(DATA PROVIDED)

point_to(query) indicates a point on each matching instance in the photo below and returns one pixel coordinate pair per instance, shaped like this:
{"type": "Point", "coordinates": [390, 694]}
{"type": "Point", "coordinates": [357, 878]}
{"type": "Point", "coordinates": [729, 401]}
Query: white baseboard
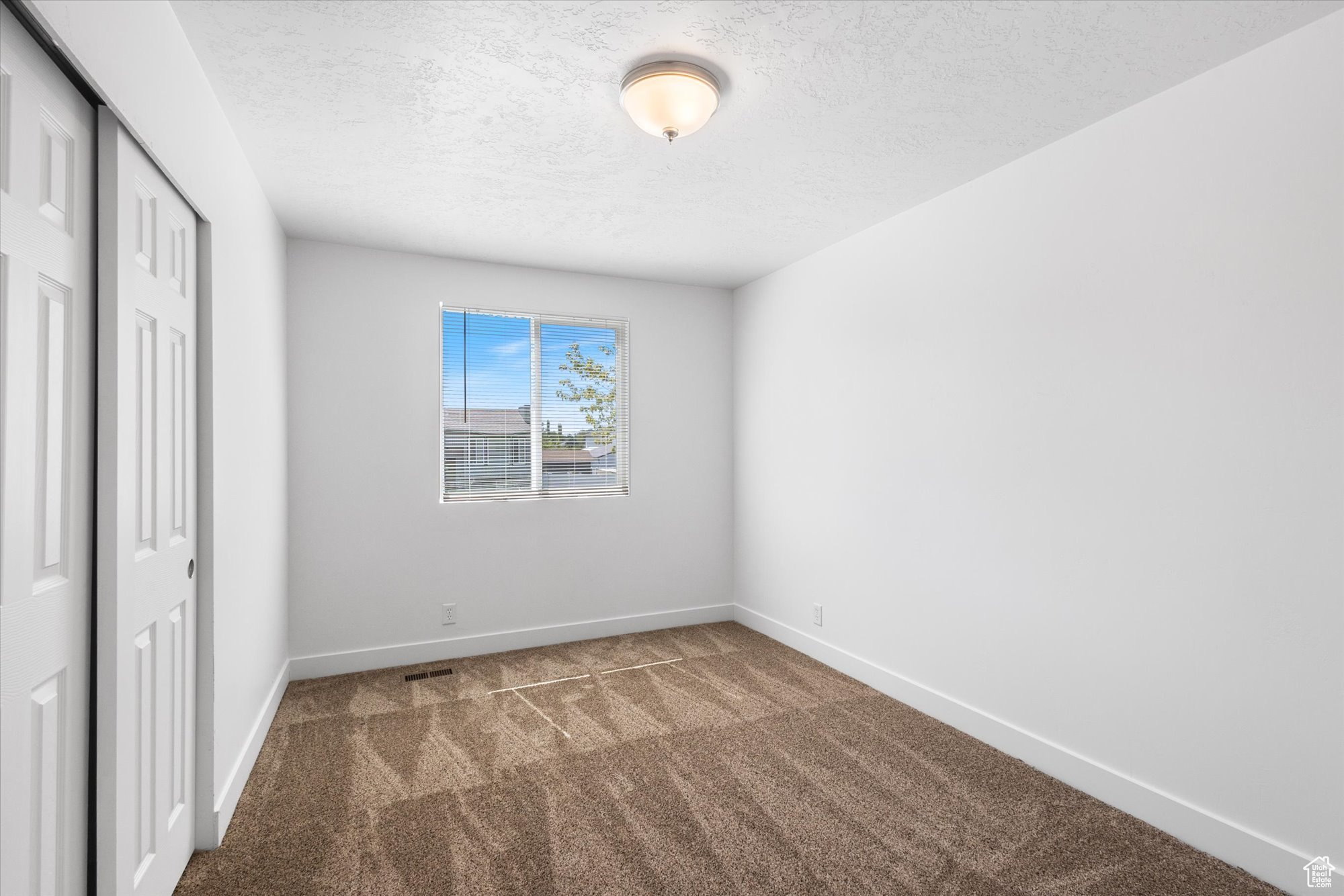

(EXERCISE INSTRUCTIONS)
Your answer should consist of copies of the lines above that include the string "coordinates".

(YOUR RESPONSE)
{"type": "Point", "coordinates": [390, 694]}
{"type": "Point", "coordinates": [357, 878]}
{"type": "Point", "coordinates": [729, 401]}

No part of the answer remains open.